Economy of Tunisia
The World Economic Forum declared Tunisia in 2011-2012 the most economically competitive country in Africa and number 40 globally. The West had long praised the country’s economic liberalization programme, citing it as a model for the whole region. Tunisia’s sustained economic growth over the past decade has been pointed to by many outside observers, including the European Union, but the fact that such growth had not resulted in improved living conditions for most people has largely been ignored. Poverty and unemployment in Tunisia have soared over the past decade, especially among the young and in rural areas. Such economic hardship was a major cause of the uprisings that erupted in Tunisia in December 2010 and finally led to the ouster of President Ben Ali. The promotion of inclusive economic growth remains a primary challenge in Tunisia.
Despite making significant progress on the political front, Tunisia’s economic gains will require time, according to the World Bank. The national unity government, which was formed in September 2016, has prioritized security, improving the business environment and accelerating the creation of good-quality jobs – a potential boon for university graduates, around 30 per cent of whom are unemployed. The World Bank predicts that economic growth will improve in 2018 and 2019, as the business climate improves, structural reforms are implemented and security and social stability increase. However, it warns that widespread corruption, a lack of competition and stagnating productivity pose an ongoing challenge.
Gross domestic product (GDP) in 2015 was $43 billion, compared with $47.6 billion in 2014 and $46.2 billion in 2013. The International Monetary Fund (IMF) predicts that GDP in 2017 will grow by 2.8 per cent, compared with 1.5 per cent in 2016 and 0.8 per cent in 2015. GDP per capita in 2015 was $3,923. Inflation in 2017 is expected to be 3.9 per cent, compared with 3.7 per cent in 2016 and 4.9 per cent in 2015.
Tunisia ranked 95th in the Global Competitiveness Report 2016-2017, down three places from 2015-2016.
Tunisia’s economic growth rose slightly to 2.5 per cent in 2018 from 2 per cent in 2017, supported by agriculture and the service sectors (including tourism, which saw a significant rebound) and the mechanical and electrical industries. On the demand side, growth was driven again by higher exports and investment, while private consumption shrank, according to the World Bank, which expected growth to average 3 per cent in 2019/2020 and to reach its potential of about 4 per cent in the medium term, provided that reforms to improve the investment climate, security situation and social stability are completed. Growth will also be boosted by the start of production from the Nawara gas field in mid-2019.

───

> [Things to do]
(1) In the text on Tunisia's economy, what was the country's GDP per capita in 2015?
(2) Please carry on the text on Tunisia's economy from its last sentence.

> [Dataset extract]
───

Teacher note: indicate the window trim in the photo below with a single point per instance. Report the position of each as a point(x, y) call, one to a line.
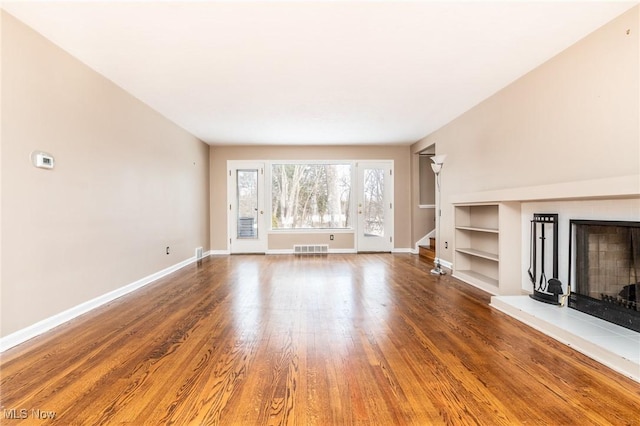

───

> [Answers to the problems]
(1) $3,923

(2)
The poverty rate is expected to remain unchanged at around 3 per cent, using the poverty line of $3.20 per person per day (2011 purchasing power parity), and less than 1 per cent using the extreme poverty line of $1.90.
Gross domestic product
After economic growth recorded a slight recovery of about 2 per cent in 2017, it accelerated to 2.5 per cent in the first quarter of 2018 and 2.8 per cent in the second quarter, supported by agriculture, tourism and the mechanical and electrical industries.
On the demand side, growth was driven by exports and investments.
The unemployment rate remained high at 15.4 per cent in the first quarter of 2018 but fell slightly among graduates to 29.3 per cent compared to the fourth quarter of 2017, when it reached 29.9 per cent.
The World Bank predicted that the growth rate would reach 2.4 per cent in 2018 before gradually approaching its potential of about 3.4 per cent in the medium term for the same year as the business climate improves as a result of structural reforms and improved security and social stability.
Growth will be supported by expansion in agriculture, the transformative industries and tourism-related services.
|Indicators||measuring unit||2016||2017||Change ±|
|GDP (at constant 2010)||Billion US$||48.682||49.634||0.952|
|GDP growth (annual)||%||1.1||2.0||0.9|
|GDP per capita (constant 2010)||US$||4,269||4,304||35|
|GDP (at current value)||Billion US$||41.808||39.952||-1.856|
Source: World Bank.
International market position
Tunisia was ranked 95th out of 137 countries covered by the Global Competitiveness Index 2017-2018, the same position as in 2016-2017. Its performance has remained stagnant over the past years, with no significant movement since the end of the political crisis in 2014. The lack of improved labour market efficiency remains the primary reform priority, an area where the country has continued to decline in recent years and now ranks 135th globally.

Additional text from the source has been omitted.